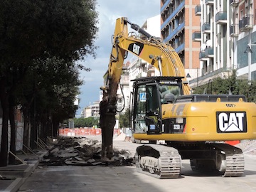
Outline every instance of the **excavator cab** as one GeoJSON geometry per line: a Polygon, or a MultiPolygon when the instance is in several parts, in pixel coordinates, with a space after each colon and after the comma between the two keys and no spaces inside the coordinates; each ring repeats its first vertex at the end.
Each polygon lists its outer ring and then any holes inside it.
{"type": "Polygon", "coordinates": [[[161,134],[162,105],[182,95],[181,78],[148,77],[134,81],[133,132],[161,134]]]}

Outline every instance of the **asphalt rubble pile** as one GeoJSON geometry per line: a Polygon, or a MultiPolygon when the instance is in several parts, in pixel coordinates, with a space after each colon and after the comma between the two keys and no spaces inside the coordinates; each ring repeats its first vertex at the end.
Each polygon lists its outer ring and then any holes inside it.
{"type": "Polygon", "coordinates": [[[85,137],[60,137],[41,161],[46,166],[134,166],[128,151],[114,149],[113,161],[101,161],[101,142],[85,137]]]}

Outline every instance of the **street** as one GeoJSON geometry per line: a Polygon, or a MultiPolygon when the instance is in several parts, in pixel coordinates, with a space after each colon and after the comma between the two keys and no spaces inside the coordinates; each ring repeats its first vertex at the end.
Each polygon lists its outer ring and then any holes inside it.
{"type": "MultiPolygon", "coordinates": [[[[137,146],[114,141],[114,147],[134,154],[137,146]]],[[[18,191],[256,191],[256,156],[245,155],[242,177],[224,178],[192,171],[182,161],[178,178],[157,179],[138,173],[135,166],[38,166],[18,191]]]]}

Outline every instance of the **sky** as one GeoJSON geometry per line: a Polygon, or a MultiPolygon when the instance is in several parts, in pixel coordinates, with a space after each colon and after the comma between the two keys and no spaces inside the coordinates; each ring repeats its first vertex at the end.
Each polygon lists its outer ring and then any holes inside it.
{"type": "Polygon", "coordinates": [[[84,84],[80,87],[81,94],[76,114],[82,109],[100,100],[100,87],[103,85],[103,75],[107,70],[112,49],[112,36],[115,22],[119,17],[127,17],[131,22],[142,26],[147,18],[160,14],[160,0],[97,0],[99,32],[95,40],[96,59],[91,56],[80,61],[90,72],[81,71],[80,79],[84,84]]]}

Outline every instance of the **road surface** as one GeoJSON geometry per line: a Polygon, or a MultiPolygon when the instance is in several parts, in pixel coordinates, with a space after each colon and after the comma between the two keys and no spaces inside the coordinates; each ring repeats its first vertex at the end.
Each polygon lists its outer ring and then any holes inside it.
{"type": "MultiPolygon", "coordinates": [[[[135,153],[139,144],[114,141],[114,147],[135,153]]],[[[192,171],[182,161],[178,178],[157,179],[135,170],[135,166],[38,166],[18,191],[256,191],[256,156],[245,155],[245,174],[223,178],[192,171]]]]}

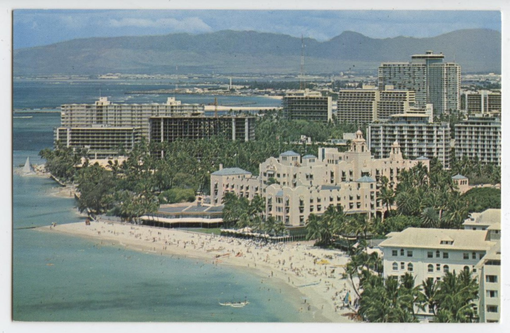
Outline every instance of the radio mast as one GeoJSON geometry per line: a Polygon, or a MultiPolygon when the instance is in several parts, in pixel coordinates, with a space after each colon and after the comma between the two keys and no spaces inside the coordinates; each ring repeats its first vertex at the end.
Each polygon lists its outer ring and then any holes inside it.
{"type": "Polygon", "coordinates": [[[303,40],[303,34],[301,34],[301,73],[299,76],[299,89],[303,90],[307,86],[304,81],[304,42],[303,40]]]}

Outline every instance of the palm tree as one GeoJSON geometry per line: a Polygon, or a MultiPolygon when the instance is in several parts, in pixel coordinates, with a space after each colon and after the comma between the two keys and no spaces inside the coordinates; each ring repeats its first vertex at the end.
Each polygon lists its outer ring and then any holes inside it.
{"type": "Polygon", "coordinates": [[[436,209],[427,207],[421,212],[421,225],[425,228],[438,228],[439,226],[439,216],[436,209]]]}

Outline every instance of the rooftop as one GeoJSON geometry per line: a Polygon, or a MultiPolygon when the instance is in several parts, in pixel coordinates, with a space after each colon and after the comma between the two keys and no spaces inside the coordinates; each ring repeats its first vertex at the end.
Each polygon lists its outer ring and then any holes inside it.
{"type": "Polygon", "coordinates": [[[464,221],[464,225],[482,225],[489,226],[492,224],[501,224],[501,210],[497,208],[489,208],[481,213],[471,213],[471,216],[464,221]]]}
{"type": "Polygon", "coordinates": [[[407,228],[400,232],[391,232],[381,242],[381,247],[449,249],[487,250],[495,243],[486,241],[487,231],[454,229],[407,228]],[[441,244],[453,240],[452,244],[441,244]]]}
{"type": "Polygon", "coordinates": [[[215,171],[211,174],[215,176],[230,176],[232,175],[251,175],[251,173],[243,170],[240,168],[225,168],[224,169],[215,171]]]}
{"type": "Polygon", "coordinates": [[[280,156],[298,156],[299,154],[296,152],[293,152],[292,150],[288,150],[285,153],[282,153],[280,154],[280,156]]]}

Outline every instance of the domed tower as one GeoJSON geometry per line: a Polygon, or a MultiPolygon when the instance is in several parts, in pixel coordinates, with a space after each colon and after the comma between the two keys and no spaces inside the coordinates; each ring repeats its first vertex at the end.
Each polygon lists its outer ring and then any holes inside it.
{"type": "Polygon", "coordinates": [[[356,131],[356,137],[351,142],[350,151],[354,153],[365,153],[368,151],[367,140],[363,138],[363,133],[358,130],[356,131]]]}
{"type": "Polygon", "coordinates": [[[402,159],[402,152],[400,151],[400,145],[398,141],[395,140],[391,145],[391,150],[390,151],[390,159],[392,160],[398,160],[402,159]]]}

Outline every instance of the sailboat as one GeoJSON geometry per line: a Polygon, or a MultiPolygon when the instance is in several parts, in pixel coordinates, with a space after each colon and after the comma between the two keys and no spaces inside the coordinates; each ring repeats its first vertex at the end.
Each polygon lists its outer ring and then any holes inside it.
{"type": "Polygon", "coordinates": [[[23,169],[21,169],[21,174],[23,176],[26,175],[33,175],[35,173],[34,171],[34,168],[32,167],[32,164],[30,164],[30,157],[27,156],[27,161],[25,162],[25,165],[23,166],[23,169]]]}

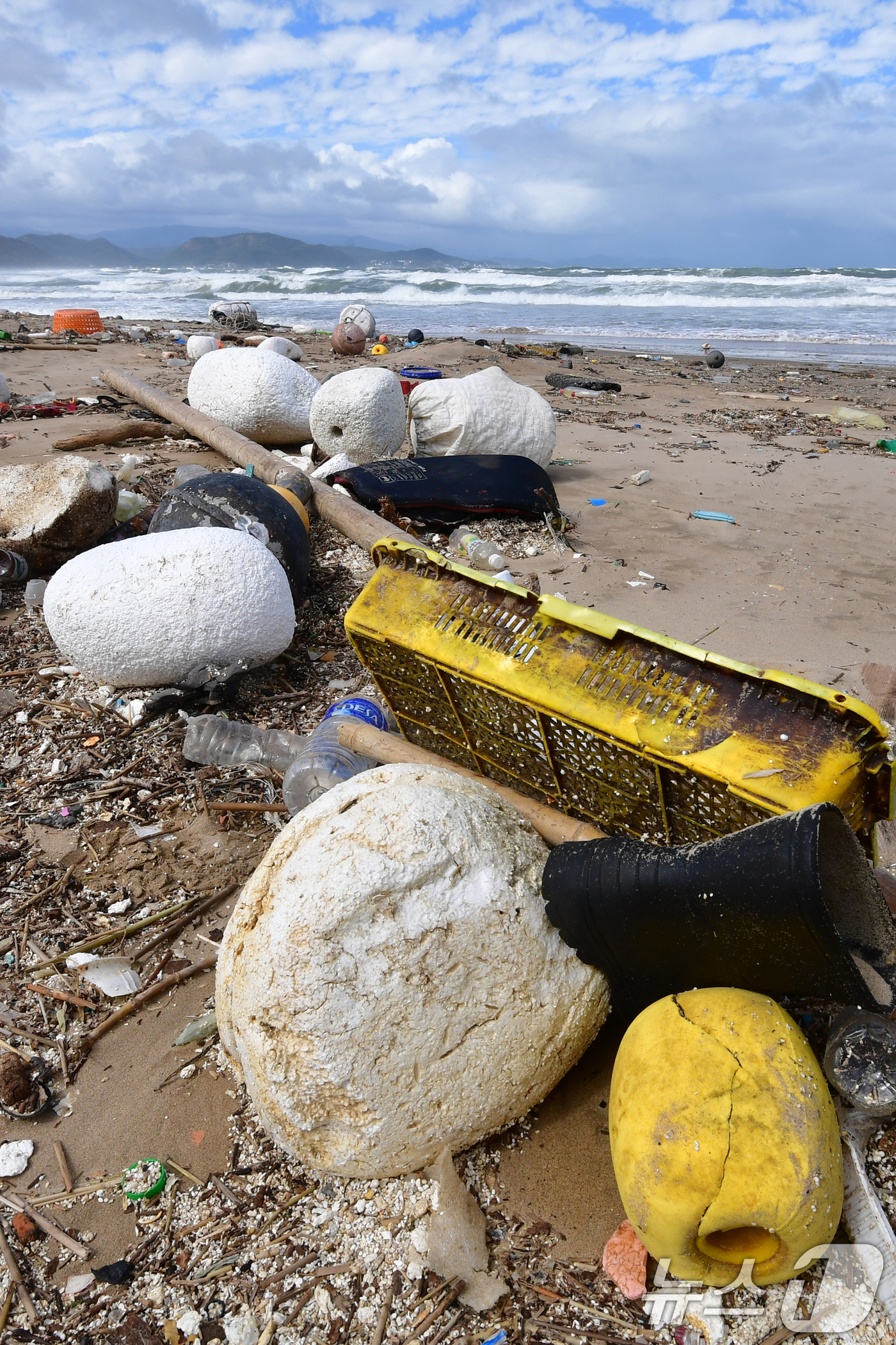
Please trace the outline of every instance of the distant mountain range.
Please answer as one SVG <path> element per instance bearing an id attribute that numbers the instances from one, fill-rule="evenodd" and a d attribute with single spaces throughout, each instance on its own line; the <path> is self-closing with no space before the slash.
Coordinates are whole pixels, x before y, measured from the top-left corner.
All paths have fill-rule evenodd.
<path id="1" fill-rule="evenodd" d="M 281 234 L 224 234 L 218 238 L 188 238 L 179 247 L 118 247 L 107 238 L 73 238 L 69 234 L 0 235 L 0 269 L 58 266 L 211 266 L 240 269 L 294 266 L 368 266 L 371 262 L 407 266 L 472 265 L 463 257 L 449 257 L 433 247 L 384 252 L 379 247 L 330 247 L 305 243 Z"/>

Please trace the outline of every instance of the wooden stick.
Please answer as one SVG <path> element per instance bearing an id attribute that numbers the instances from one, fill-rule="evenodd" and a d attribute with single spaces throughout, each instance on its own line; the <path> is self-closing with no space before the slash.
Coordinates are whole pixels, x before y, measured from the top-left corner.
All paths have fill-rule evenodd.
<path id="1" fill-rule="evenodd" d="M 62 1181 L 66 1190 L 71 1190 L 74 1182 L 71 1181 L 71 1173 L 69 1170 L 69 1159 L 66 1158 L 66 1151 L 58 1139 L 52 1142 L 52 1151 L 56 1155 L 56 1162 L 59 1163 L 59 1171 L 62 1173 Z"/>
<path id="2" fill-rule="evenodd" d="M 16 1264 L 16 1259 L 12 1255 L 12 1248 L 9 1247 L 9 1243 L 7 1241 L 7 1235 L 4 1233 L 4 1231 L 1 1228 L 0 1228 L 0 1252 L 3 1252 L 3 1259 L 7 1263 L 7 1270 L 9 1271 L 9 1279 L 16 1286 L 16 1294 L 19 1295 L 21 1306 L 24 1307 L 24 1310 L 28 1314 L 28 1317 L 31 1318 L 31 1321 L 36 1322 L 38 1321 L 38 1309 L 31 1302 L 31 1294 L 26 1289 L 26 1282 L 21 1278 L 21 1271 L 19 1270 L 19 1267 Z"/>
<path id="3" fill-rule="evenodd" d="M 9 1289 L 7 1290 L 7 1298 L 5 1298 L 5 1302 L 3 1305 L 3 1311 L 0 1311 L 0 1336 L 7 1329 L 7 1318 L 9 1317 L 9 1309 L 12 1307 L 12 1299 L 15 1297 L 16 1297 L 16 1286 L 15 1286 L 15 1283 L 11 1283 Z"/>
<path id="4" fill-rule="evenodd" d="M 150 387 L 137 378 L 130 378 L 121 369 L 103 369 L 99 377 L 109 387 L 130 397 L 148 410 L 164 416 L 175 425 L 183 425 L 188 433 L 208 444 L 210 448 L 215 448 L 231 463 L 236 463 L 239 467 L 251 465 L 255 469 L 255 476 L 262 482 L 273 484 L 278 473 L 289 467 L 282 457 L 274 457 L 261 444 L 254 444 L 251 438 L 238 434 L 236 430 L 228 429 L 211 416 L 203 416 L 192 406 L 184 406 L 175 397 L 165 397 L 156 387 Z M 402 531 L 400 527 L 377 518 L 376 514 L 357 504 L 348 495 L 340 495 L 339 491 L 330 490 L 325 482 L 312 477 L 309 480 L 314 491 L 317 512 L 324 522 L 330 523 L 349 541 L 363 546 L 367 551 L 372 550 L 376 542 L 384 537 L 407 541 L 407 533 Z"/>
<path id="5" fill-rule="evenodd" d="M 442 1313 L 447 1311 L 451 1303 L 454 1303 L 461 1297 L 465 1289 L 466 1289 L 466 1280 L 458 1279 L 454 1289 L 451 1289 L 445 1295 L 442 1302 L 438 1303 L 431 1313 L 427 1313 L 422 1322 L 416 1323 L 411 1334 L 406 1338 L 404 1345 L 411 1345 L 411 1341 L 419 1340 L 424 1332 L 429 1332 L 433 1322 L 437 1321 L 442 1315 Z"/>
<path id="6" fill-rule="evenodd" d="M 32 1219 L 35 1221 L 38 1228 L 43 1228 L 44 1233 L 48 1233 L 51 1237 L 55 1237 L 55 1240 L 62 1247 L 67 1247 L 69 1251 L 74 1252 L 75 1256 L 79 1256 L 81 1260 L 87 1260 L 87 1258 L 90 1256 L 90 1252 L 87 1251 L 86 1247 L 82 1247 L 79 1241 L 75 1241 L 74 1237 L 70 1237 L 69 1233 L 64 1231 L 64 1228 L 59 1228 L 58 1224 L 54 1224 L 52 1219 L 47 1219 L 46 1215 L 39 1215 L 38 1210 L 32 1209 L 26 1200 L 21 1201 L 13 1200 L 11 1196 L 0 1193 L 0 1201 L 3 1201 L 3 1204 L 8 1209 L 15 1209 L 16 1215 L 27 1215 L 28 1219 Z"/>
<path id="7" fill-rule="evenodd" d="M 46 962 L 38 963 L 36 967 L 28 967 L 28 972 L 32 976 L 51 976 L 60 962 L 66 958 L 71 958 L 75 952 L 93 952 L 94 948 L 102 948 L 106 943 L 114 943 L 116 939 L 126 939 L 132 933 L 138 933 L 148 925 L 159 924 L 160 920 L 167 920 L 168 916 L 177 915 L 187 907 L 191 907 L 195 901 L 199 901 L 199 896 L 187 897 L 184 901 L 179 901 L 176 907 L 167 907 L 164 911 L 157 911 L 154 916 L 146 916 L 145 920 L 136 920 L 129 925 L 120 925 L 118 929 L 109 929 L 106 933 L 94 935 L 93 939 L 85 939 L 83 943 L 73 943 L 71 948 L 66 948 L 64 952 L 58 952 L 55 958 L 48 958 Z"/>
<path id="8" fill-rule="evenodd" d="M 289 812 L 285 803 L 212 803 L 212 812 Z"/>
<path id="9" fill-rule="evenodd" d="M 169 976 L 163 976 L 157 985 L 149 986 L 148 990 L 141 990 L 138 995 L 129 999 L 126 1005 L 121 1006 L 121 1009 L 116 1009 L 116 1011 L 110 1013 L 107 1018 L 103 1018 L 103 1021 L 98 1024 L 93 1032 L 87 1033 L 83 1038 L 85 1054 L 99 1041 L 101 1037 L 105 1037 L 110 1028 L 114 1028 L 116 1024 L 121 1022 L 122 1018 L 126 1018 L 128 1014 L 134 1013 L 136 1009 L 142 1009 L 149 999 L 154 999 L 156 995 L 164 994 L 165 990 L 173 990 L 173 987 L 179 986 L 181 981 L 195 976 L 197 971 L 208 971 L 216 962 L 218 954 L 212 958 L 203 958 L 201 962 L 195 962 L 192 967 L 184 967 L 183 971 L 172 971 Z"/>
<path id="10" fill-rule="evenodd" d="M 93 999 L 82 999 L 81 995 L 73 995 L 70 990 L 52 990 L 50 986 L 26 985 L 26 990 L 35 990 L 39 995 L 46 995 L 47 999 L 64 999 L 67 1005 L 74 1005 L 75 1009 L 101 1009 L 102 1005 L 94 1003 Z"/>
<path id="11" fill-rule="evenodd" d="M 54 438 L 52 447 L 60 452 L 73 448 L 91 448 L 94 444 L 121 444 L 126 438 L 183 438 L 183 430 L 176 425 L 160 425 L 159 421 L 121 421 L 106 429 L 89 429 L 83 434 L 70 434 L 69 438 Z"/>
<path id="12" fill-rule="evenodd" d="M 207 901 L 200 901 L 200 904 L 193 907 L 188 915 L 183 916 L 180 920 L 172 921 L 172 924 L 167 925 L 161 933 L 157 933 L 154 939 L 150 939 L 149 943 L 136 954 L 134 962 L 142 962 L 146 954 L 152 952 L 153 948 L 157 948 L 160 943 L 164 943 L 167 939 L 172 939 L 176 933 L 180 933 L 181 929 L 185 929 L 188 924 L 192 924 L 193 920 L 204 916 L 207 911 L 220 905 L 222 901 L 226 901 L 227 897 L 231 897 L 234 892 L 236 892 L 238 886 L 238 882 L 228 882 L 227 886 L 222 888 L 220 892 L 216 892 L 214 897 L 208 897 Z"/>
<path id="13" fill-rule="evenodd" d="M 383 1299 L 383 1306 L 380 1307 L 380 1315 L 376 1318 L 376 1330 L 373 1332 L 373 1340 L 371 1341 L 371 1345 L 383 1345 L 386 1328 L 388 1326 L 388 1319 L 392 1313 L 394 1298 L 395 1298 L 395 1275 L 392 1275 L 390 1286 L 386 1290 L 386 1298 Z"/>
<path id="14" fill-rule="evenodd" d="M 532 823 L 548 845 L 562 845 L 564 841 L 602 841 L 606 838 L 606 831 L 591 826 L 590 822 L 567 818 L 566 814 L 557 812 L 556 808 L 548 808 L 544 803 L 527 799 L 524 794 L 517 794 L 516 790 L 510 790 L 505 784 L 498 784 L 484 775 L 477 775 L 476 771 L 467 771 L 465 765 L 447 761 L 445 757 L 437 756 L 435 752 L 418 748 L 412 742 L 407 742 L 406 738 L 399 738 L 398 733 L 382 733 L 380 729 L 373 729 L 359 720 L 344 716 L 339 721 L 339 741 L 351 752 L 373 757 L 375 761 L 438 765 L 446 771 L 454 771 L 455 775 L 463 775 L 467 780 L 477 780 L 486 790 L 492 790 L 493 794 L 498 794 L 502 799 L 506 799 L 517 812 L 521 812 Z"/>

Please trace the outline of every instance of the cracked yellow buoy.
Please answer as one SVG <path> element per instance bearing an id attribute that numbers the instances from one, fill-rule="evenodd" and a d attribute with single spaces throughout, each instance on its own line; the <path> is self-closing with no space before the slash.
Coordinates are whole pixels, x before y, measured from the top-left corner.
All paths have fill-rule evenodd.
<path id="1" fill-rule="evenodd" d="M 626 1215 L 678 1279 L 756 1284 L 829 1243 L 844 1202 L 834 1106 L 780 1005 L 689 990 L 638 1014 L 610 1088 L 610 1146 Z"/>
==*==
→ **WHAT IS ASKED**
Beginning with the line that contains "Please trace the outline of every instance of the cracked", repeat every line through the end of the records and nothing more.

→ **FINISHED TASK**
Please trace the outline of every instance of the cracked yellow buoy.
Please answer as one SVG <path> element per instance bearing an id attribute that numbers the instances from one, fill-rule="evenodd" and a d attribute with single spaces throughout, each instance on its own line; the <path> is self-closing with no space before the slash.
Coordinates are whole pixels, x before y, measured from the top-left corner.
All paths have fill-rule evenodd.
<path id="1" fill-rule="evenodd" d="M 626 1215 L 678 1279 L 756 1284 L 829 1243 L 844 1202 L 834 1106 L 780 1005 L 689 990 L 638 1014 L 610 1088 L 610 1146 Z"/>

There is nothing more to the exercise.